-- Extracted material --
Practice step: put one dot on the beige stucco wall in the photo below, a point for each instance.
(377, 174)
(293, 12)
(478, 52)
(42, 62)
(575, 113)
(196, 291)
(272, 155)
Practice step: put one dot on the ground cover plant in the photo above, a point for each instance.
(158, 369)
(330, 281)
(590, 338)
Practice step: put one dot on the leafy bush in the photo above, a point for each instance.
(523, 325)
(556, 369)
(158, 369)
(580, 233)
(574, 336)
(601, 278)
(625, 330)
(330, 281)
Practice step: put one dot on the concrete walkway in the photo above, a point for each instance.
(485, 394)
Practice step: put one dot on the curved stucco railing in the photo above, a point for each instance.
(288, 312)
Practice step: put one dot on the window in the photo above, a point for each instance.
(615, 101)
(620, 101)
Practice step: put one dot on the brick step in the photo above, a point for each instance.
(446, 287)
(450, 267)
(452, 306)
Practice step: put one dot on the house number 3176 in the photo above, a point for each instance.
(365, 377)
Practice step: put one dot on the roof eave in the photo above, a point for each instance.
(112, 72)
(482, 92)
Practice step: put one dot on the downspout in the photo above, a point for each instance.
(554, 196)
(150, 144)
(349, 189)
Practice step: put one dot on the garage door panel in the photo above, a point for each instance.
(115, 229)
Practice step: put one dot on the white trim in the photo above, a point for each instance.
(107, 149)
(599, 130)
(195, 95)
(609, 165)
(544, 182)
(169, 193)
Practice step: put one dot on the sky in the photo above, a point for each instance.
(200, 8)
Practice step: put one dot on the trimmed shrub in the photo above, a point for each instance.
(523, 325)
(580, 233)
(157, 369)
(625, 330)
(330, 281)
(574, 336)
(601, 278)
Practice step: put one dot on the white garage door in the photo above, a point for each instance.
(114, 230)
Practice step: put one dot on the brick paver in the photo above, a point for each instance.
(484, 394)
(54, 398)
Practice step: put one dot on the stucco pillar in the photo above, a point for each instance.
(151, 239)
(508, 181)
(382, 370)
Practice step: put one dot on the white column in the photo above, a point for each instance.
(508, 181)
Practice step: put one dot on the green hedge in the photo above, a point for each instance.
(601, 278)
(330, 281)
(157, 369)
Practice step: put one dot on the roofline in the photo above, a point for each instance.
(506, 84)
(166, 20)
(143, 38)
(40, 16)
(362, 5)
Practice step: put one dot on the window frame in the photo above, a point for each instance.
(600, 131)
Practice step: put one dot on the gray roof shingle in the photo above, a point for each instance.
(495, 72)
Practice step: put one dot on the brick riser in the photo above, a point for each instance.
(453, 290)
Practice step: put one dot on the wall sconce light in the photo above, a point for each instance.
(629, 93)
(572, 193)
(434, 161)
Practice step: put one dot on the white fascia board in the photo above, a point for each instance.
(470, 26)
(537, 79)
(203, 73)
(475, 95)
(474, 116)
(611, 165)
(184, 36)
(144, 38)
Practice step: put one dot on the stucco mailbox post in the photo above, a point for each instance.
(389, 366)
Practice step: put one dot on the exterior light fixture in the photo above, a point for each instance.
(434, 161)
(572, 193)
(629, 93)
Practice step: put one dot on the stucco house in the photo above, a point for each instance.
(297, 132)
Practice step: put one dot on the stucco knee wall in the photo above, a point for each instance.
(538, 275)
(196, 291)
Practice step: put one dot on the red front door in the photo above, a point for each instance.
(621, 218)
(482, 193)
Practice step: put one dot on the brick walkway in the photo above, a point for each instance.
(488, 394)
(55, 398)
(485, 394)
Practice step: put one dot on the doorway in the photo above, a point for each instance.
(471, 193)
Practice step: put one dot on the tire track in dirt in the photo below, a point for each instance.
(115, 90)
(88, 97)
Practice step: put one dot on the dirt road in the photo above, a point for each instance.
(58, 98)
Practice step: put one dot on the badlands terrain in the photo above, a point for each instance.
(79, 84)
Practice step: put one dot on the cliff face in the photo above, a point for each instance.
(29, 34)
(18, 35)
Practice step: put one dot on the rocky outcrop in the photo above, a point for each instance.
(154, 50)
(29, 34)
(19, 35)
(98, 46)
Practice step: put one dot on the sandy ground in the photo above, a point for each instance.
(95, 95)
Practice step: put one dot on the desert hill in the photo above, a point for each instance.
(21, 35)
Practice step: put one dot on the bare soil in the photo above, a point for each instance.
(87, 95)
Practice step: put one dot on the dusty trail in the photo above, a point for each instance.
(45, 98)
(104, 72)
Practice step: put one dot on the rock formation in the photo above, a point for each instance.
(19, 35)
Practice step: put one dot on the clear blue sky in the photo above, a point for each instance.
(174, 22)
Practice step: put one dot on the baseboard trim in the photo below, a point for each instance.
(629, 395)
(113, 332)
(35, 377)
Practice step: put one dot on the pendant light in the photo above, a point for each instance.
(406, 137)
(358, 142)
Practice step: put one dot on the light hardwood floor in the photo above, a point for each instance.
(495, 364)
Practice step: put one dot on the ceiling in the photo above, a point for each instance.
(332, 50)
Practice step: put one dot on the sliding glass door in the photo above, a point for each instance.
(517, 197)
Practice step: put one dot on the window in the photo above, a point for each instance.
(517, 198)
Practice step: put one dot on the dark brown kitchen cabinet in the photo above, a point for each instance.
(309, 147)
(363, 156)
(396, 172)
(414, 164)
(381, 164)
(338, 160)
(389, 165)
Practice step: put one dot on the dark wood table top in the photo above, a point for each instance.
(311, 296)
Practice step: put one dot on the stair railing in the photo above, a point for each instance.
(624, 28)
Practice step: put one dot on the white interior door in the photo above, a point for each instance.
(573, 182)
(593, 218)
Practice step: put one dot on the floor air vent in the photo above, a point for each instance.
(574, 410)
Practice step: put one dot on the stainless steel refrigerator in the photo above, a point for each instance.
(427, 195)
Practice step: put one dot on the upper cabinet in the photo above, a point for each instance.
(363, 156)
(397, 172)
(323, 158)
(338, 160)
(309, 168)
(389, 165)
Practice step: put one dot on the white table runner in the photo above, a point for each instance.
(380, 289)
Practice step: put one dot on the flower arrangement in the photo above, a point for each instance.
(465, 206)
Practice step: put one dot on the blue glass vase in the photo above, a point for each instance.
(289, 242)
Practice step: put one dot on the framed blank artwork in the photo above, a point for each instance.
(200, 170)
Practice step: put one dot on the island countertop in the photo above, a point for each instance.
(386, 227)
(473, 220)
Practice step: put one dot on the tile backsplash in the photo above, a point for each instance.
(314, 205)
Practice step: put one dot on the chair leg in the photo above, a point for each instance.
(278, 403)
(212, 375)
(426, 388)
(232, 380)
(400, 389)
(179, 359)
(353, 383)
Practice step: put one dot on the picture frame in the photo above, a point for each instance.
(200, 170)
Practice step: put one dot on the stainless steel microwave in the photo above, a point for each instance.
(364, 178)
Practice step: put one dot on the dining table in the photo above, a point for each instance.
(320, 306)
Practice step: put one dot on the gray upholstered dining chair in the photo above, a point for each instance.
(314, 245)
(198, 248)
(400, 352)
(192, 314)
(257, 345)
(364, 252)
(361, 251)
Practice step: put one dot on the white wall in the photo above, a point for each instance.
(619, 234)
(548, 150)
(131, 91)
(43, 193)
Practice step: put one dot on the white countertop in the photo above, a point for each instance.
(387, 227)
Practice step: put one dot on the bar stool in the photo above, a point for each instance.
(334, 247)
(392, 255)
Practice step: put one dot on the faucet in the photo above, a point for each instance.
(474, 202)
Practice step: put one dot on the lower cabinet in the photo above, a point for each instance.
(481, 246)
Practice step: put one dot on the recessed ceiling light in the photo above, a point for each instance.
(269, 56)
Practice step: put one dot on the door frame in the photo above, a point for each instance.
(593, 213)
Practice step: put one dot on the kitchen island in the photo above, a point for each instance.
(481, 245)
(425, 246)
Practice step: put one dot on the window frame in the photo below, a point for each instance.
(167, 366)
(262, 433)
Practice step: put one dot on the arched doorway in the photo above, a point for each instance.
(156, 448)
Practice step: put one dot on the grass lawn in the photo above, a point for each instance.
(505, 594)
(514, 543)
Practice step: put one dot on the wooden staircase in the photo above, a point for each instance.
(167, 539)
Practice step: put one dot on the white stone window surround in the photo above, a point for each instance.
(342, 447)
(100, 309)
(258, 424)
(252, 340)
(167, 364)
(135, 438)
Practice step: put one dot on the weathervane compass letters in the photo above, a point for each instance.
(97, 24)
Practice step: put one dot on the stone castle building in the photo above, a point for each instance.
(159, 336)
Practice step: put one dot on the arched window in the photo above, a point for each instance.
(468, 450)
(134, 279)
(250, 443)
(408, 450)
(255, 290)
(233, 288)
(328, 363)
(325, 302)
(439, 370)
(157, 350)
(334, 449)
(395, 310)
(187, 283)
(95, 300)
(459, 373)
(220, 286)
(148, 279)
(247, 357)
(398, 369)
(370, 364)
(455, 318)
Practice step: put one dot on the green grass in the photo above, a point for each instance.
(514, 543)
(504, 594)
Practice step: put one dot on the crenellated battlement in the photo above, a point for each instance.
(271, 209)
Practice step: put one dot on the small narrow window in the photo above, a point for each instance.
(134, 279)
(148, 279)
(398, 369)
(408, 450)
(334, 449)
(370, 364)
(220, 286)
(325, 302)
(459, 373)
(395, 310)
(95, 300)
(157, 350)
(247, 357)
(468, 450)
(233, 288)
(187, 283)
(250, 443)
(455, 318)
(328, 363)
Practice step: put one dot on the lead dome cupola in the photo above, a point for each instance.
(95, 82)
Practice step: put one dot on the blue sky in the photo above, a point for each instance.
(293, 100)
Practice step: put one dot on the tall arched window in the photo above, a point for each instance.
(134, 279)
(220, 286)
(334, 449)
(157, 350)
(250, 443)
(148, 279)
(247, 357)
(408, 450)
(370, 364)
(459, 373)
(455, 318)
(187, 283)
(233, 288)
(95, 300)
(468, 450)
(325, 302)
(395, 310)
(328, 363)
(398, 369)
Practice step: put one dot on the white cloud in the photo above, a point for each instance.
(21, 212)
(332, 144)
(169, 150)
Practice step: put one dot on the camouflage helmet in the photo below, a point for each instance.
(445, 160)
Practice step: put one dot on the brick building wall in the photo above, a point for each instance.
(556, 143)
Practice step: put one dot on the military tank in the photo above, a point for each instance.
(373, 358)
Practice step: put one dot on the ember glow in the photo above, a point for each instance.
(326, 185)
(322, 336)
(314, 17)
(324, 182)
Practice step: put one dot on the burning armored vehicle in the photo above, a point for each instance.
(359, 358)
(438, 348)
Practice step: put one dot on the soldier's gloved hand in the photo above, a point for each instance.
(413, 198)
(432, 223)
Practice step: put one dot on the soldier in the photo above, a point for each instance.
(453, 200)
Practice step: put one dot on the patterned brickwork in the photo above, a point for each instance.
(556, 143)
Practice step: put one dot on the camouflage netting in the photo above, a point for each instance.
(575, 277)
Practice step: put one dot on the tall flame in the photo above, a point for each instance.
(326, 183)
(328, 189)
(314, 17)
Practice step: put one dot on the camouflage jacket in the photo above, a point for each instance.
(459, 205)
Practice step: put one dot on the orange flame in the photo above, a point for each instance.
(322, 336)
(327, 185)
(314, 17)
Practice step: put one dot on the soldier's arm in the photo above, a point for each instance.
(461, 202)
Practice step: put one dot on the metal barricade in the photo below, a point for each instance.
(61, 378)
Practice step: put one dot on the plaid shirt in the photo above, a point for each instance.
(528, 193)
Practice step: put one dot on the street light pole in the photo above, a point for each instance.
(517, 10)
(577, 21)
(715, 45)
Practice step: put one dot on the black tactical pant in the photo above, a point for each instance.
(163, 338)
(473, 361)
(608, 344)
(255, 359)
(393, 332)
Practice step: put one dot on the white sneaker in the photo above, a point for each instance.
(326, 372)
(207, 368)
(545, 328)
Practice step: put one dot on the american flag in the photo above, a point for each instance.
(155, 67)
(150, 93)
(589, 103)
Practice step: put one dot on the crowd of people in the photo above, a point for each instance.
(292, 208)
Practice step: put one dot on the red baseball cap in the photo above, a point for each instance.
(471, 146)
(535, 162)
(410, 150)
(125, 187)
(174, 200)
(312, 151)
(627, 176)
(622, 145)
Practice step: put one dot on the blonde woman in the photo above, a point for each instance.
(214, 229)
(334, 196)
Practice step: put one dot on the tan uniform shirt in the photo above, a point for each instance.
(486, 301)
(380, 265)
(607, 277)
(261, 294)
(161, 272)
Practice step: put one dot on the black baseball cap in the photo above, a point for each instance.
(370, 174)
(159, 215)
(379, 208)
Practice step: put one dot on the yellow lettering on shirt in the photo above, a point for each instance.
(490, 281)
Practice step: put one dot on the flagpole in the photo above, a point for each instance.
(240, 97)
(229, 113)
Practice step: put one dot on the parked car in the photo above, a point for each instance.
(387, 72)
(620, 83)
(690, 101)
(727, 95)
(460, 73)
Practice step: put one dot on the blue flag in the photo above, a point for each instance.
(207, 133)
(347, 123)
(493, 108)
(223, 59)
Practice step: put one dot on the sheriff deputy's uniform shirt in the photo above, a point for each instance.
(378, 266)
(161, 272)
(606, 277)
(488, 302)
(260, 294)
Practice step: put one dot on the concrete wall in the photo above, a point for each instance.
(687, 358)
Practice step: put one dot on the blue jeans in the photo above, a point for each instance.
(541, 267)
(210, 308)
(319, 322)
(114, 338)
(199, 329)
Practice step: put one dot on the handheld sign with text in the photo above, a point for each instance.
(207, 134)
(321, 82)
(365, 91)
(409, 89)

-- What the task requires --
Copy, without any change, the lines above from the one containing "Practice step: put one dot on the blue jeans" to the end, both ends included. Add nothing else.

-- Response box --
Practice step: put one dot on the blue jeans in the photo above, a point for each instance.
(541, 267)
(210, 308)
(319, 322)
(114, 338)
(199, 329)
Practice step: put one dot on the handheld sign with text in the photo above, a point for each instance.
(207, 134)
(321, 82)
(365, 91)
(409, 89)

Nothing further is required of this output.